§ **PROBLEM**
Report every line of the records that contains the word "Target".

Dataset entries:
*** Block opens ***

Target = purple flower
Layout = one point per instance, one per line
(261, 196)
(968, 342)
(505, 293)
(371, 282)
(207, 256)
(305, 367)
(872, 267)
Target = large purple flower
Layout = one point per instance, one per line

*** Block closes ***

§ **RESULT**
Target = purple flower
Target = large purple flower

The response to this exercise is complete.